> Requirement A:
Answer these questions from the text on Gondi:
(i) What is Gondi natively called?
(ii) What share of Gonds speak the language?
(iii) To which people are Gondi people ethnically related?
> Requirement B:
Reproduce the text on Gondi word for word between "Gondi (ISO, /gon/), natively" and "number of speakers.", inclusive.

> Provided text:
▼▼▼
Dravidian language spoken in India

A man speaking the Aheri dialect of Gondi.

Gondi (ISO, /gon/), natively known as Koitur (Kōī, Kōītōr, /gon/), is a South-Central Dravidian language, spoken by about three million Gondi people, chiefly in the Indian states of Madhya Pradesh, Maharashtra, Chhattisgarh, Andhra Pradesh, Telangana and by small minorities in neighbouring states. Although it is the language of the Gond people, it is highly endangered, with only one fifth of Gonds speaking the language. Gondi has a rich folk literature, examples of which are wedding songs and narrations. Gondi people are ethnically related to the Telugus. Gondi is the largest minor Dravidian language by number of speakers.
▲▲▲
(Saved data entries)
▼▼▼
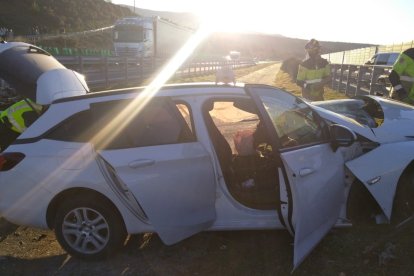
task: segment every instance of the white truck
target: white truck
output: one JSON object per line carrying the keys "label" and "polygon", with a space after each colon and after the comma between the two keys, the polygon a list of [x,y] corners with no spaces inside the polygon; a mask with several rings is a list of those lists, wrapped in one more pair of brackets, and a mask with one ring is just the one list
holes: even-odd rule
{"label": "white truck", "polygon": [[127,17],[114,26],[117,56],[167,58],[176,53],[194,30],[156,17]]}

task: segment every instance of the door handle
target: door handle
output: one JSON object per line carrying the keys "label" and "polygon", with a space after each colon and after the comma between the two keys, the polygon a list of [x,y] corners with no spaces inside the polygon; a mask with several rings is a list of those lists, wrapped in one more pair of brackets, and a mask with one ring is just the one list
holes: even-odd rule
{"label": "door handle", "polygon": [[306,175],[312,174],[314,172],[315,172],[314,169],[311,169],[311,168],[303,168],[303,169],[300,169],[299,170],[299,175],[300,176],[306,176]]}
{"label": "door handle", "polygon": [[155,164],[155,160],[151,159],[140,159],[132,161],[128,164],[128,166],[132,169],[138,169],[142,167],[152,166]]}

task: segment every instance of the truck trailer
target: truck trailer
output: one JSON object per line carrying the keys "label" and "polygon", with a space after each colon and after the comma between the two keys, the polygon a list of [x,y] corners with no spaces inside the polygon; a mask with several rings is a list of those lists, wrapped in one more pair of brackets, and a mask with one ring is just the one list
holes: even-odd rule
{"label": "truck trailer", "polygon": [[158,16],[127,17],[114,26],[114,50],[117,56],[168,58],[190,38],[194,30]]}

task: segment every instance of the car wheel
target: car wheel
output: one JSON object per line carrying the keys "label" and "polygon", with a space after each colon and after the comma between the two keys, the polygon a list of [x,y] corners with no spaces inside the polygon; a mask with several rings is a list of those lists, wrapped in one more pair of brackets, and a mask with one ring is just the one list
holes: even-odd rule
{"label": "car wheel", "polygon": [[405,172],[394,197],[391,222],[399,224],[414,215],[414,172]]}
{"label": "car wheel", "polygon": [[86,260],[107,258],[126,239],[119,213],[96,195],[65,200],[56,214],[55,234],[66,252]]}

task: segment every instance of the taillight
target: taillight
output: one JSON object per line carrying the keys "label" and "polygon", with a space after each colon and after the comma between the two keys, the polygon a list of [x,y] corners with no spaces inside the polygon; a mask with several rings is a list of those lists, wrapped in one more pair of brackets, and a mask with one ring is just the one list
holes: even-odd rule
{"label": "taillight", "polygon": [[8,171],[23,160],[25,155],[21,152],[4,152],[0,154],[0,171]]}

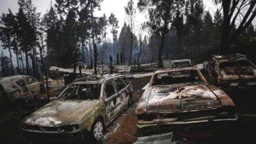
▲▲▲
> Task answer A:
(i) Koitur (Kōī, Kōītōr)
(ii) One fifth
(iii) The Telugus

> Task answer B:
Gondi (ISO, /gon/), natively known as Koitur (Kōī, Kōītōr, /gon/), is a South-Central Dravidian language, spoken by about three million Gondi people, chiefly in the Indian states of Madhya Pradesh, Maharashtra, Chhattisgarh, Andhra Pradesh, Telangana and by small minorities in neighbouring states. Although it is the language of the Gond people, it is highly endangered, with only one fifth of Gonds speaking the language. Gondi has a rich folk literature, examples of which are wedding songs and narrations. Gondi people are ethnically related to the Telugus. Gondi is the largest minor Dravidian language by number of speakers.